[Start]

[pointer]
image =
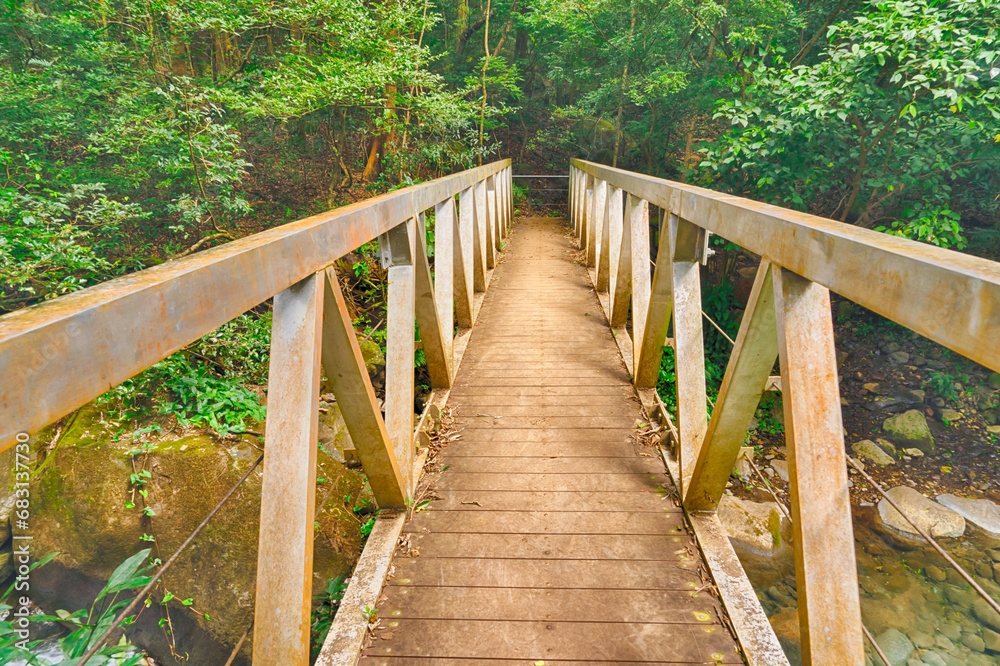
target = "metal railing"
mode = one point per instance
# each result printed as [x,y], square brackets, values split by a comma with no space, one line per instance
[56,357]
[950,298]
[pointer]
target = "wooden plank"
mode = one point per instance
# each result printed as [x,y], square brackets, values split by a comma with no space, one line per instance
[532,408]
[552,464]
[464,262]
[623,523]
[575,501]
[825,569]
[746,374]
[559,605]
[466,447]
[288,491]
[491,572]
[399,351]
[605,390]
[557,546]
[753,630]
[542,482]
[590,641]
[538,382]
[348,379]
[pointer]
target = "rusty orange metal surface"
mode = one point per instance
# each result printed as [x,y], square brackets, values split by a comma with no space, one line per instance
[949,297]
[59,355]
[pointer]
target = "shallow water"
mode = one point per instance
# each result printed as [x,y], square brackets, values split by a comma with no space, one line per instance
[905,586]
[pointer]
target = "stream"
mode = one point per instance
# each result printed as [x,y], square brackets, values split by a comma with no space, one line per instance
[918,608]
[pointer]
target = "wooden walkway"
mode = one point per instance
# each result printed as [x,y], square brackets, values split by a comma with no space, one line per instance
[555,538]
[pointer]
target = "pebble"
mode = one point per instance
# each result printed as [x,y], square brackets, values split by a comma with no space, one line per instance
[973,642]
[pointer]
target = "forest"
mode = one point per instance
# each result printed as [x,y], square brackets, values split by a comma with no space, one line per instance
[137,132]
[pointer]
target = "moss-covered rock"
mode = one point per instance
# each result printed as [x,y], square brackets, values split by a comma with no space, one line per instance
[909,430]
[79,509]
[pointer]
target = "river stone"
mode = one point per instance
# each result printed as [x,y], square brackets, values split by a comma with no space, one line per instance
[935,574]
[921,640]
[985,613]
[896,646]
[899,358]
[757,527]
[935,519]
[950,415]
[77,509]
[871,451]
[897,401]
[991,640]
[909,429]
[982,513]
[973,642]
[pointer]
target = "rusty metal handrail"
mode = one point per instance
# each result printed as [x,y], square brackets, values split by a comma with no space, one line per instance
[61,354]
[951,298]
[56,357]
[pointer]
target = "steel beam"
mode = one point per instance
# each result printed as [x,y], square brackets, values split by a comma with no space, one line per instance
[825,567]
[288,493]
[746,375]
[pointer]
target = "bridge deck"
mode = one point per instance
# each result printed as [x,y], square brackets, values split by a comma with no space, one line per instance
[555,538]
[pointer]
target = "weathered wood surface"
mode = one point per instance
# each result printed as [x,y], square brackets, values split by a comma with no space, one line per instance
[555,537]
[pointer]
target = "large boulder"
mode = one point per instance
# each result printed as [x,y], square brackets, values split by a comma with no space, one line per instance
[79,508]
[895,645]
[757,527]
[909,430]
[936,520]
[982,512]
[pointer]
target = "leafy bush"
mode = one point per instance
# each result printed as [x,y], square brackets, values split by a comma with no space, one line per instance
[89,625]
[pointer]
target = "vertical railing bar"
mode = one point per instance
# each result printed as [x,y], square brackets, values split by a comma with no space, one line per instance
[754,352]
[825,568]
[400,317]
[288,491]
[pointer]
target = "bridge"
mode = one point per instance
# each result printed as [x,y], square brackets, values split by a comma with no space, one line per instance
[554,535]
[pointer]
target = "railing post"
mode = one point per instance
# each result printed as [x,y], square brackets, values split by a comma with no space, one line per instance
[288,492]
[610,239]
[348,379]
[464,242]
[480,238]
[638,222]
[491,222]
[399,346]
[595,226]
[825,567]
[749,366]
[687,243]
[435,338]
[586,211]
[657,309]
[621,268]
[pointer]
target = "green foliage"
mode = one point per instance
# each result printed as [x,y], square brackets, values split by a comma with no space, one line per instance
[325,606]
[90,624]
[903,105]
[943,385]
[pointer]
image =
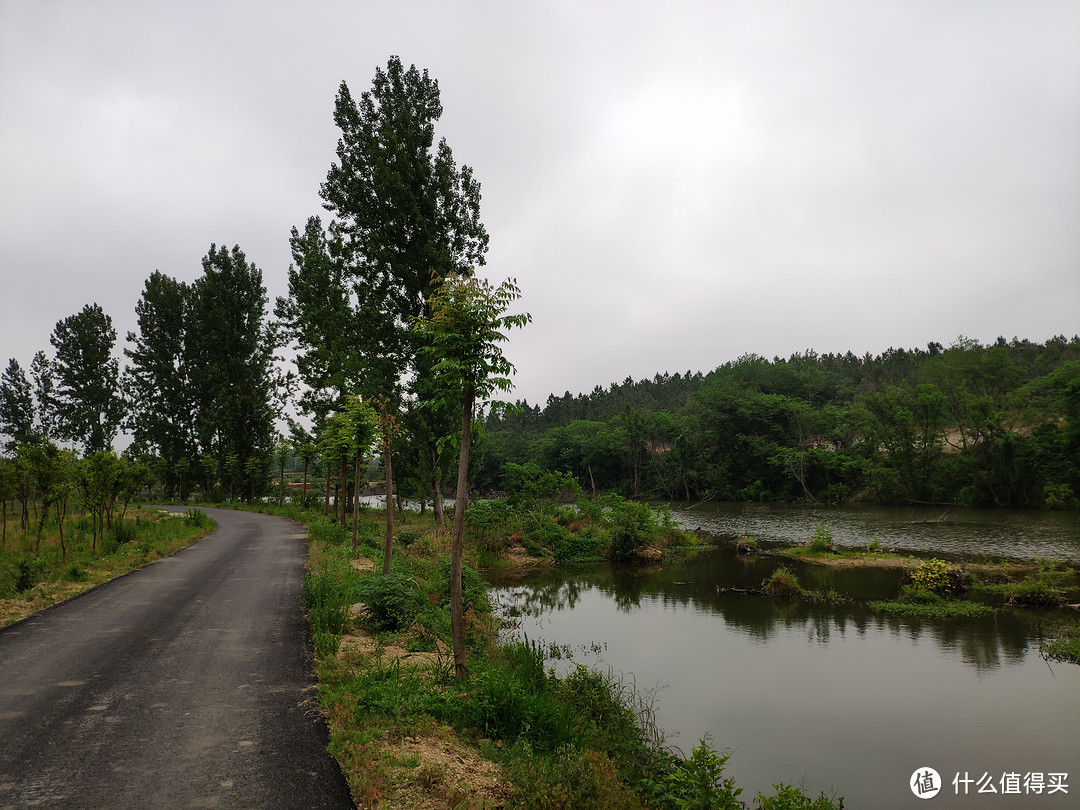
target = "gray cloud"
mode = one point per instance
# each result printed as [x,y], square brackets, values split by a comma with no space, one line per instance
[672,186]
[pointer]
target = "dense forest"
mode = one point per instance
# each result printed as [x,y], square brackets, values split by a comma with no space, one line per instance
[973,424]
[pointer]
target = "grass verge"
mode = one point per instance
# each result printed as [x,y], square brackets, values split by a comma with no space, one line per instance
[408,733]
[30,582]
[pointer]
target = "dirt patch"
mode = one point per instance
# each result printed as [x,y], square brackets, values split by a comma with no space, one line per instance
[364,565]
[434,770]
[360,643]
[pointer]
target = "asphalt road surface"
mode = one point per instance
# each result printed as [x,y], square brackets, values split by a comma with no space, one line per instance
[186,684]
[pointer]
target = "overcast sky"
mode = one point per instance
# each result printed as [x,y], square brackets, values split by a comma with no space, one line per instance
[673,185]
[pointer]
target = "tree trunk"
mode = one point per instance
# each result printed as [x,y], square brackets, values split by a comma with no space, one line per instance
[388,549]
[342,493]
[436,498]
[457,547]
[355,504]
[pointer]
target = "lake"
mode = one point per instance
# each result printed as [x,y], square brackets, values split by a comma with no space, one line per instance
[833,697]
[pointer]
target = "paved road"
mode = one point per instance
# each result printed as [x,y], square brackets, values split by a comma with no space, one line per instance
[184,685]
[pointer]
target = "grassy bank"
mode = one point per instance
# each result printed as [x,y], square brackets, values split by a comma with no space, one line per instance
[936,590]
[408,733]
[37,574]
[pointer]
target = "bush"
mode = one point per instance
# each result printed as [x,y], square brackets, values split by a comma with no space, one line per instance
[1033,592]
[822,540]
[746,545]
[326,601]
[393,601]
[698,783]
[26,572]
[783,584]
[633,526]
[122,531]
[75,572]
[406,538]
[933,575]
[197,518]
[790,797]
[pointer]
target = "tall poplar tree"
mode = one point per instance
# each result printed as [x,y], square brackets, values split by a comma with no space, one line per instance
[462,335]
[230,352]
[44,392]
[157,380]
[89,406]
[16,406]
[402,210]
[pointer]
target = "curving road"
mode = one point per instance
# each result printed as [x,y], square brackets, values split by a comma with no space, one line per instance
[186,684]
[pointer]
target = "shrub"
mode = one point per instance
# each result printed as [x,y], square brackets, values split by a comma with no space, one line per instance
[26,572]
[393,601]
[822,540]
[326,599]
[122,531]
[75,572]
[407,538]
[698,783]
[633,526]
[932,575]
[790,797]
[783,584]
[198,518]
[1034,592]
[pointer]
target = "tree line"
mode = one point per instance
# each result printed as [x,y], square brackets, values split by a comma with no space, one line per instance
[394,342]
[988,426]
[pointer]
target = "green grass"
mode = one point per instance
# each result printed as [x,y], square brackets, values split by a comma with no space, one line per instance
[32,581]
[919,603]
[583,740]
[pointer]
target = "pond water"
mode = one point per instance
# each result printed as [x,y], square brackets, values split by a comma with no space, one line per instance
[945,531]
[834,697]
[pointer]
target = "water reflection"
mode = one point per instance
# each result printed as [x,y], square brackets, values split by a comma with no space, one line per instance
[983,643]
[956,531]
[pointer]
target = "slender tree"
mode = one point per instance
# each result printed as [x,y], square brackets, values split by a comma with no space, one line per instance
[230,350]
[157,380]
[401,210]
[89,405]
[16,406]
[467,324]
[44,394]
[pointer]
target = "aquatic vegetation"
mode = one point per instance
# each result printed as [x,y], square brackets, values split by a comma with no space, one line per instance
[822,540]
[934,576]
[782,584]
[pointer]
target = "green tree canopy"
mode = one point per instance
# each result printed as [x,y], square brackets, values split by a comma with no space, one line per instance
[89,405]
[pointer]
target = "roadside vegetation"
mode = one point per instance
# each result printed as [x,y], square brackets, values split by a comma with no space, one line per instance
[35,574]
[407,730]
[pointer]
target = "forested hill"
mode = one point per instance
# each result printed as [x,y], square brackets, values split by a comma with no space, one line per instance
[995,424]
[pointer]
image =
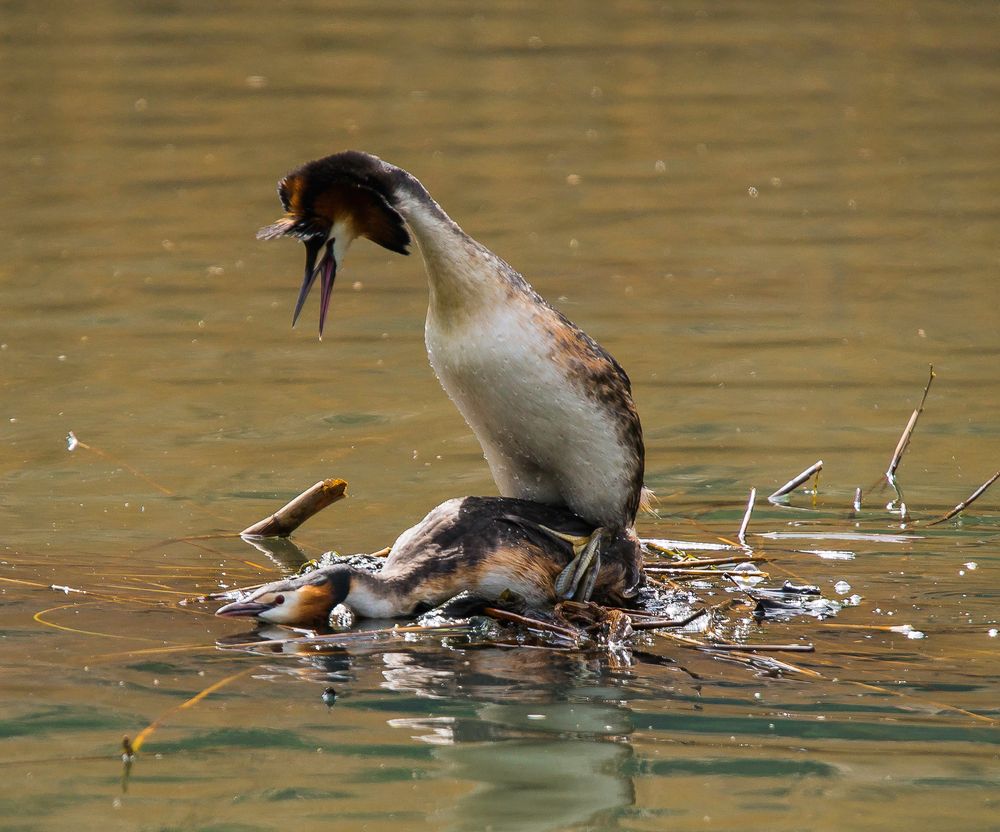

[End]

**Task prompt:** Gather every line of the material that contains the string "wooden" and copy each one out.

**Output for this task:**
target = "wooden plank"
target = "wooden walkway"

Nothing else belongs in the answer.